* Given data *
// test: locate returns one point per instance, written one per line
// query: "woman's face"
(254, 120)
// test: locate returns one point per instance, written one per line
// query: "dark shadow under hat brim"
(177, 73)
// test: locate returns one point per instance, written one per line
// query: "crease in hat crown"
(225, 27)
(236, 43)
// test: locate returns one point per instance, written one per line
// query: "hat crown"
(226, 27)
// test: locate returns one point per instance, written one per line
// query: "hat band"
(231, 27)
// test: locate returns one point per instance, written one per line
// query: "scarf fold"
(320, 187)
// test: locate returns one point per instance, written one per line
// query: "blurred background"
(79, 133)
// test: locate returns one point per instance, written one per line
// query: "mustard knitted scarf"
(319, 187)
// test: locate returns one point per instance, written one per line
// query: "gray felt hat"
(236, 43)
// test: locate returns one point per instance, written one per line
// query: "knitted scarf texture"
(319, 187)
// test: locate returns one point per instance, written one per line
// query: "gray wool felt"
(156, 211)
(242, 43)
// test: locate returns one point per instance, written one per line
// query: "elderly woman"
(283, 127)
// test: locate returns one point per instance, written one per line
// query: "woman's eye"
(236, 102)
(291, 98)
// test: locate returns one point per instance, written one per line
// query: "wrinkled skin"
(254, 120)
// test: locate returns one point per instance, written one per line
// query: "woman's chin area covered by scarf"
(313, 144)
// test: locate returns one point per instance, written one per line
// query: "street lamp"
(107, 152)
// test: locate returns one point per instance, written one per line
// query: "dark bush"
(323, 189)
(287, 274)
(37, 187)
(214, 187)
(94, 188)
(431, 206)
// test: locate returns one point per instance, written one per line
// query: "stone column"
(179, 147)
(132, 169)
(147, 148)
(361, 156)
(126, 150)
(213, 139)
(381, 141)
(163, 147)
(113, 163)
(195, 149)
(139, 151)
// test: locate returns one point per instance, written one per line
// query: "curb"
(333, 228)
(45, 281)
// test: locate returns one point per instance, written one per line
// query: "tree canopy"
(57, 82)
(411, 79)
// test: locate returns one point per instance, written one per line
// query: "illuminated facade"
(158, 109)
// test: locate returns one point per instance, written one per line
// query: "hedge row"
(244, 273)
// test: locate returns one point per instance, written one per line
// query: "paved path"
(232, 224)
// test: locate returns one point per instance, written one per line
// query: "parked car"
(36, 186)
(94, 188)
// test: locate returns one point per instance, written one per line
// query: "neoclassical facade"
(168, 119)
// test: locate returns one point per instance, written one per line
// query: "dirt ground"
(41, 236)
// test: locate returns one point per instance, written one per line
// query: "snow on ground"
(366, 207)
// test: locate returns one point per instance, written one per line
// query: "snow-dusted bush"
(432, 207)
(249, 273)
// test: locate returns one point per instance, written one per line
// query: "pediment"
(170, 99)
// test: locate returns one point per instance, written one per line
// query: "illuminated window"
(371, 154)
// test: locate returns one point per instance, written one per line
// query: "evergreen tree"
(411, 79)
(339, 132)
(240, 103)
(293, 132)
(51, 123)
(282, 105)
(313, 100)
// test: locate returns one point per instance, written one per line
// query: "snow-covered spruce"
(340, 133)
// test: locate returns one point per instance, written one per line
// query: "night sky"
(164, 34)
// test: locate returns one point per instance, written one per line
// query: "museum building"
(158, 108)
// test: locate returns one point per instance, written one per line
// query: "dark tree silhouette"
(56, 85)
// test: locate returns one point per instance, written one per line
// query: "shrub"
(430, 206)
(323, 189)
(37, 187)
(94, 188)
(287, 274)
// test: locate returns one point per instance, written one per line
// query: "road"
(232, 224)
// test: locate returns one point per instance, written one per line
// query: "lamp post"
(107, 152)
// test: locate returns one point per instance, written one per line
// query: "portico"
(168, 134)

* Request *
Return all the data exactly as given.

* Response to this task *
// test: locate returns one point per instance, written one per line
// query: "woman's face"
(254, 120)
// test: locate returns one point per instance, written one per line
// query: "dark shadow under hat brim"
(177, 73)
// test: locate returns one point per instance, written one per line
// query: "crease in hat crown"
(225, 27)
(236, 43)
// test: locate returns one point per instance, written one per line
// query: "hat crown"
(226, 27)
// test: locate returns one point per instance, written one per line
// query: "hat band"
(231, 27)
// test: locate returns one point per instance, written one per line
// query: "scarf fold"
(320, 187)
// test: locate returns one point per instance, written one per line
// query: "blurred background"
(79, 133)
// test: locate returns one point per instance, written one per line
// query: "mustard knitted scarf"
(319, 187)
// test: locate returns one point per instance, written one per line
// query: "gray felt hat"
(236, 43)
// test: locate returns one point per instance, written one per line
// query: "knitted scarf texture"
(319, 187)
// test: locate returns one point per instance, written one per line
// query: "gray wool felt"
(156, 211)
(242, 43)
// test: locate returns one point per instance, written one per line
// query: "elderly woman"
(283, 127)
// test: locate returns one point per instance, written one per line
// query: "woman's eye"
(236, 102)
(291, 98)
// test: locate returns one point per instance, written one per line
// query: "wrinkled skin"
(254, 120)
// test: locate returns one point per instance, written one per line
// query: "woman's chin area covered by scarf"
(313, 144)
// test: locate returns one point per instance, written one per line
// query: "street lamp"
(107, 152)
// test: locate returns one point per instance, written one per line
// query: "dark bush"
(323, 189)
(287, 274)
(37, 187)
(214, 187)
(94, 188)
(431, 206)
// test: locate returns one point per instance, written one per line
// query: "stone column"
(179, 147)
(132, 169)
(147, 148)
(361, 156)
(126, 150)
(213, 139)
(381, 141)
(163, 147)
(113, 163)
(195, 149)
(139, 151)
// test: locate returns one point per instance, written one per line
// query: "curb"
(333, 228)
(45, 281)
// test: locate returns one point per instance, written one per line
// query: "tree canopy"
(57, 82)
(411, 79)
// test: locate returns one point per instance, written one per line
// query: "illuminated facade"
(158, 109)
// test: locate returns one point per instance, written one per line
// query: "hedge row"
(244, 273)
// test: locate returns one point per instance, written one per line
// query: "paved path"
(232, 224)
// test: locate returns one point per instance, written one per line
// query: "parked car"
(36, 186)
(94, 188)
// test: locate returns one point per instance, written one per line
// query: "neoclassical facade"
(168, 119)
// test: locate returns one point per instance, written one per line
// query: "dirt ground"
(41, 236)
// test: locate returns one point per instance, written one per line
// query: "snow on ground"
(366, 207)
// test: locate returns one point per instance, written one per line
// query: "snow-dusted bush"
(432, 207)
(249, 273)
// test: locate returns one point per instance, written one per line
// query: "pediment"
(170, 99)
// test: locate returns one point per instance, written one per line
// query: "illuminated window"
(371, 154)
// test: locate returns one point per instance, written one per line
// query: "evergreen tree"
(411, 79)
(339, 132)
(240, 103)
(293, 132)
(51, 123)
(282, 105)
(313, 100)
// test: locate returns one point per instance, written one per line
// query: "snow-covered spruce"
(340, 133)
// test: locate returns one point per instance, written one per line
// query: "night sky"
(164, 34)
// test: locate returns one point per instance, written one per line
// query: "museum building"
(158, 108)
// test: locate returns one point per instance, written one per line
// query: "dark tree silhouette"
(56, 85)
// test: locate returns one point per instance, written one per line
// query: "shrub"
(430, 206)
(323, 189)
(37, 187)
(94, 188)
(287, 274)
// test: locate returns one point per instance, written one per line
// query: "road"
(232, 224)
// test: locate returns one point per instance, written one per line
// query: "lamp post"
(107, 152)
// test: locate returns one point per instance, written one per line
// query: "portico"
(168, 134)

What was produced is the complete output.